**Reading text:**
● ● ●

Derivation of Trapezoidal Rule Formula

We can calculate the value of a definite integral by using trapezoids to divide the area under the curve for the given function.

Trapezoidal Rule Statement: Let f(x) be a continuous function on the interval (a, b). Now divide the intervals (a, b) into n equal sub-intervals with each of width,

Δx = (b – a)/n, such that a = x₀ < x₁ < x₂ < x₃ <…..< x_n = b

Then the Trapezoidal Rule formula for area approximating the definite integral ^b∫_af(x)dx is given by:

^b∫_af(x) dx ≈ T_n = △x/2 [f(x₀) + 2f(x₁) + 2f(x₂) +….2f(x_n-1) + f(x_n)]

where, x_i = a + i△x

If n → ∞, R.H.S of the expression approaches the definite integral ^b∫_a f(x)dx

Proof:

To prove the trapezoidal rule, consider a curve as shown in the figure above and divide the area under that curve into trapezoids. We see that the first trapezoid has a height Δx and parallel bases of length y₀ or f(x₀) and y₁ or f₁. Thus, the area of the first trapezoid in the above figure can be given as,

(1/2) Δx [f(x₀) + f(x₁)]

The areas of the remaining trapezoids are (1/2)Δx [f(x₁) + f(x₂)], (1/2)Δx [f(x₂) + f(x₃)], and so on.

● ● ●

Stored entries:
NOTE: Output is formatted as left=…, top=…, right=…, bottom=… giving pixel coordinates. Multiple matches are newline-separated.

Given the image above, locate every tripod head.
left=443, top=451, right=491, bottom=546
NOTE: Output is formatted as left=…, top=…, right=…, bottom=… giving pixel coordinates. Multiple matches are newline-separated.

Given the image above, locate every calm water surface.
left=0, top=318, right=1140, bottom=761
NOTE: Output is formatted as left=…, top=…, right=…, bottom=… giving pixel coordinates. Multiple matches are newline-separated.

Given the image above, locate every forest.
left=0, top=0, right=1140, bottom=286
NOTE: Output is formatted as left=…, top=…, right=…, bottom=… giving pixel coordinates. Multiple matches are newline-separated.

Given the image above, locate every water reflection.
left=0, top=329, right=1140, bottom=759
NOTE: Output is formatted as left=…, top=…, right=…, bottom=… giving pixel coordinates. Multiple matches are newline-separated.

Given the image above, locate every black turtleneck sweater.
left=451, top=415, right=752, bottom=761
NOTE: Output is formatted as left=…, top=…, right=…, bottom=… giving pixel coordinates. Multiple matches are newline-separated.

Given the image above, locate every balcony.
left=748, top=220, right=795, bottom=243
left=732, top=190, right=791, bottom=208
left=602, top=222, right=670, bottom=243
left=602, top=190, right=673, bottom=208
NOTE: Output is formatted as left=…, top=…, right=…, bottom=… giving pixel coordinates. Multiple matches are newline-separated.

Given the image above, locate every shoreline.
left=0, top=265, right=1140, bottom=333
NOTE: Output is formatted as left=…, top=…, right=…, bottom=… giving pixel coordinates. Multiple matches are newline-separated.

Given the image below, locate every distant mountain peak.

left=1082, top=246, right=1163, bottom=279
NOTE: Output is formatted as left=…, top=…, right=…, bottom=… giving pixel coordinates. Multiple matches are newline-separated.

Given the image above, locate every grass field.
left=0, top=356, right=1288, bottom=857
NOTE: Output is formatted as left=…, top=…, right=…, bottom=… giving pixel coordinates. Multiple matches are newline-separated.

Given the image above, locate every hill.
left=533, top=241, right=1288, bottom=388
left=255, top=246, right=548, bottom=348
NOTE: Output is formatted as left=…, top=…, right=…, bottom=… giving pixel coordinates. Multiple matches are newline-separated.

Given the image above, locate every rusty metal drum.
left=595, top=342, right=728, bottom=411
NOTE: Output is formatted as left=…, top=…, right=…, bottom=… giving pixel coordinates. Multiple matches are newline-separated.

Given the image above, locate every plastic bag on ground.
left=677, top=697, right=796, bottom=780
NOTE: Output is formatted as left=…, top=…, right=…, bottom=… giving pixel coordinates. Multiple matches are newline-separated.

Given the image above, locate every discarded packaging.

● ● ●

**Goal 1:**
State whether each statement below agrees with the text on the trapezoidal rule. For each, answer yes or no and quote the deciding words of the text.
(a) The interval (a, b) is divided into sub-intervals of equal width.
(b) The first trapezoid has a height of f(x₀).
(c) As n approaches infinity, the right-hand side of the expression approaches the definite integral.
**Goal 2:**
Answer these questions from the text on the trapezoidal rule:
(a) What property must f(x) have on the interval (a, b)?
(b) How is x_i defined?
(c) What is the area of the second trapezoid?
**Goal 3:** Write the next part of the text on the trapezoidal rule, beginning after its last sentence.

**Exercise result 1:**
(a) Yes: "divide the intervals (a, b) into n equal sub-intervals"
(b) No: "the first trapezoid has a height Δx"
(c) Yes: "If n → ∞, R.H.S of the expression approaches the definite integral"

**Exercise result 2:**
(a) It must be continuous.
(b) x_i = a + i△x
(c) (1/2)Δx [f(x₁) + f(x₂)]

**Exercise result 3:**
Consequently,

∫^b_a f(x) dx ≈ (1/2)Δx (f(x₀)+f(x₁) ) + (1/2)Δx (f(x₁)+f(x₂) ) + (1/2)Δx (f(x₂)+f(x₃) ) + … + (1/2)Δx (f(_n-1) + f(x_n) )

After taking out a common factor of (1/2)Δx and combining like terms, we have,

∫^b_a f(x) dx≈ (Δx/2) (f(x₀)+2 f(x₁)+2 f(x₂)+2 f(x₃)+ … +2f(_n-1) + f(x_n) )